> _PASSAGE TO READ_
※
Prior to the 1990 Iraqi Invasion, the island had over two thousand residents and several schools. The village of Al-Zawr is situated near the middle of the northwest side of the island. It was the longest continuously inhabited location in Kuwait. During 1990 and 1991, the invading Iraqis depopulated the island, expelling all of its residents to the mainland. The Iraqi military mined the beaches and used the island's facilities and buildings for target practice. In 1991, the allied forces forced the Iraqi army forces occupying the island to surrender through bombing and psywar operations. The sewage system was destroyed and has yet to be fully repaired. Also, many old homes continue to sit empty and decaying.

After the war, Failaka was cleared of mines, but it remains under military use to some extent. Nevertheless, Failaka Island is becoming a popular holiday destination from Kuwait City since the establishment of the "Wanasa Beach" resort including live music, horse-riding, canoeing, and kayaking activities.

Climate, geography and the future
Failaka Island is located in the northern part of the Persian Gulf. Springtime on Failaka Island is regarded as particularly special by Kuwaitis. Failaka has quite a different ecosystem than mainland Kuwait and its budding flowers and changing temperatures are much appreciated. Although the island's infrastructure remains poor, Failaka is beginning to develop a local tourist industry based upon fishing, boating, swimming, sailing and other water sports.
※
> _WRITTEN TASK A_
Rewrite the paragraph of the Failaka Island passage that begins "After the war, Failaka was cleared" more briefly, keeping its main facts.
The listing has no connection to the Failaka Island passage.

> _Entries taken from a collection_
※
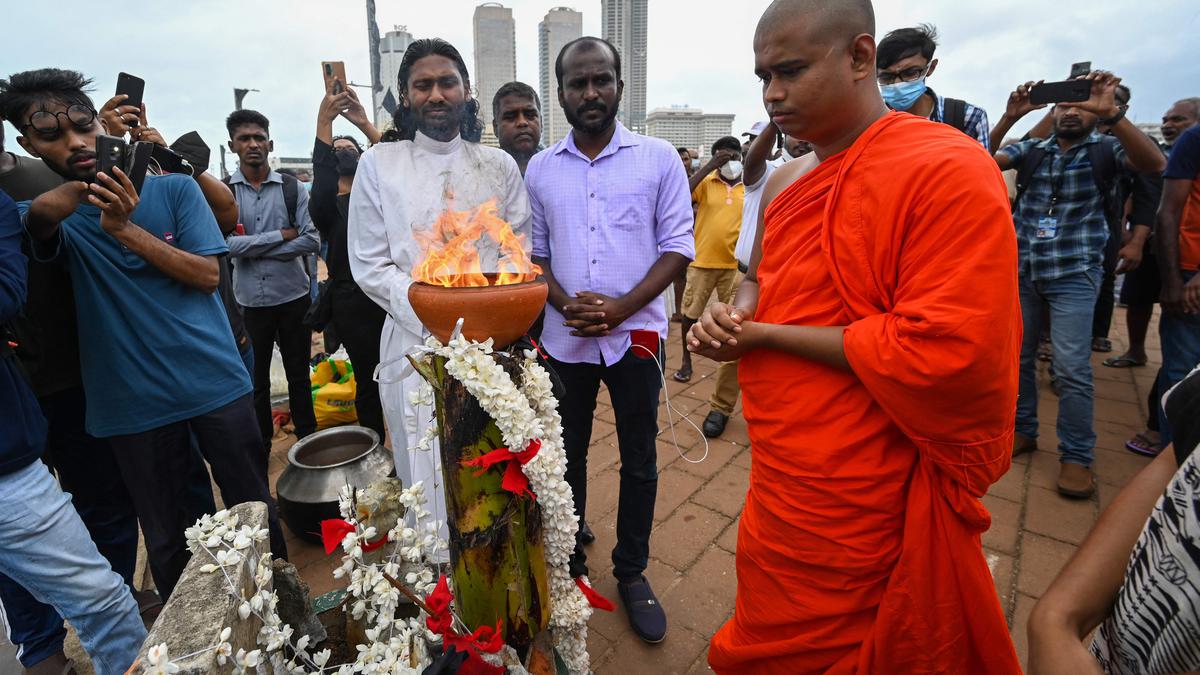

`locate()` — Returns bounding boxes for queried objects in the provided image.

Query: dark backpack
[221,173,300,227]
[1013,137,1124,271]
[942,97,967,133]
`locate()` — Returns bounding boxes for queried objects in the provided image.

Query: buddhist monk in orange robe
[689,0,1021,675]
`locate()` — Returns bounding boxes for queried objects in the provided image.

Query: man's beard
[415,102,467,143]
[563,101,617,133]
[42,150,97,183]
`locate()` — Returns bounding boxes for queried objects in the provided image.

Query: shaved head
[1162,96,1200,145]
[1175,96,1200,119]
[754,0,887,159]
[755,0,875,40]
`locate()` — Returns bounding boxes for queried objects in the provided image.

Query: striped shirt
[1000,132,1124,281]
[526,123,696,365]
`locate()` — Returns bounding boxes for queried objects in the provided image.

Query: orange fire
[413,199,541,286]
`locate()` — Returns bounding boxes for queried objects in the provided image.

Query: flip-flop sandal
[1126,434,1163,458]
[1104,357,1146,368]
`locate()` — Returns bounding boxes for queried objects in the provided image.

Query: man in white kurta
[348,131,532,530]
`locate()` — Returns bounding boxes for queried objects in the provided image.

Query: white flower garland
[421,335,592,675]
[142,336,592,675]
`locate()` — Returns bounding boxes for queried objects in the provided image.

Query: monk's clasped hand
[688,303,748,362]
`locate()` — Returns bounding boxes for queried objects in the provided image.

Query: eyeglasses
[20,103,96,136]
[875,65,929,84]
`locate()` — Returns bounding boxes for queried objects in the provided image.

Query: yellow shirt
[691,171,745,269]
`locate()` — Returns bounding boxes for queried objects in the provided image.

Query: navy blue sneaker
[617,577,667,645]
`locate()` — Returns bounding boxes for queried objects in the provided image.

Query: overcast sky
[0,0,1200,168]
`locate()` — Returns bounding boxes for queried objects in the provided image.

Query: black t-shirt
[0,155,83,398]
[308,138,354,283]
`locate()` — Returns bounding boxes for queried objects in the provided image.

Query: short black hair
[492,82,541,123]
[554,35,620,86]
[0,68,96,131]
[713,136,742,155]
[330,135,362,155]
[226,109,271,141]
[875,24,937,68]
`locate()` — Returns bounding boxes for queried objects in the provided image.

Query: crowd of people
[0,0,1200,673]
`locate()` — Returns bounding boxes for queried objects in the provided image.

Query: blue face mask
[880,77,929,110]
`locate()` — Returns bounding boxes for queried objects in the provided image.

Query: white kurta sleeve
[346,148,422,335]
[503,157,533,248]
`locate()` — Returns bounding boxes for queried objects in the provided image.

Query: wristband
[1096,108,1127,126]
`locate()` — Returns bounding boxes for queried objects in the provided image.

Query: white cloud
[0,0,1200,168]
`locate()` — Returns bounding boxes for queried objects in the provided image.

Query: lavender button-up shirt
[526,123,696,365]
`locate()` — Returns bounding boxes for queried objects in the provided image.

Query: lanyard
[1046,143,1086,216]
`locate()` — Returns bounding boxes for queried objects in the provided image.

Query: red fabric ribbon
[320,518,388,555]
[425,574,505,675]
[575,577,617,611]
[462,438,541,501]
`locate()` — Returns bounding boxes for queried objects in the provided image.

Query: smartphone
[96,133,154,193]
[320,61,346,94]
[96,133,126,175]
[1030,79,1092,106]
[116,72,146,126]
※
> _WRITTEN TASK B_
In the listing, switch "Query" to "Target" from the start of the listing up to and including the line with "[348,131,532,530]", and give back only those lines with nothing else changed. Leave out any pictures.

> _FINISHED ANSWER A_
After the war, Failaka was cleared of mines but is still partly under military use. Since the "Wanasa Beach" resort was established, offering live music, horse-riding, canoeing, and kayaking, the island has become a popular holiday destination from Kuwait City.

> _FINISHED ANSWER B_
`locate()` — Returns bounding boxes for queried objects in the provided image.

Target: dark backpack
[221,173,300,227]
[1013,137,1124,271]
[942,97,967,133]
`locate()` — Returns bounding boxes for queried objects in the provided image.

Target: buddhist monk in orange robe
[689,0,1021,675]
`locate()` — Returns bounding boxes for queried objects in the provided image.

Target: man's beard
[415,102,467,143]
[563,101,617,133]
[42,150,97,183]
`locate()` — Returns bounding boxes for queried objects in the provided image.

Target: shaved head
[1162,96,1200,145]
[1175,96,1200,119]
[754,0,887,159]
[755,0,875,40]
`locate()` — Returns bounding boxes for queried objects in the provided image.

Target: striped shirt
[1000,132,1124,281]
[526,123,696,365]
`locate()` — Returns bounding boxes for queried objects in the provided image.

Target: orange fire
[413,199,541,286]
`locate()` — Returns bounding boxes for queried objects in the provided image.

Target: flip-flop sandal
[1126,434,1163,458]
[1104,357,1146,368]
`locate()` — Returns bounding boxes for queried objects in the provided image.

Target: man in white kurta
[348,131,532,530]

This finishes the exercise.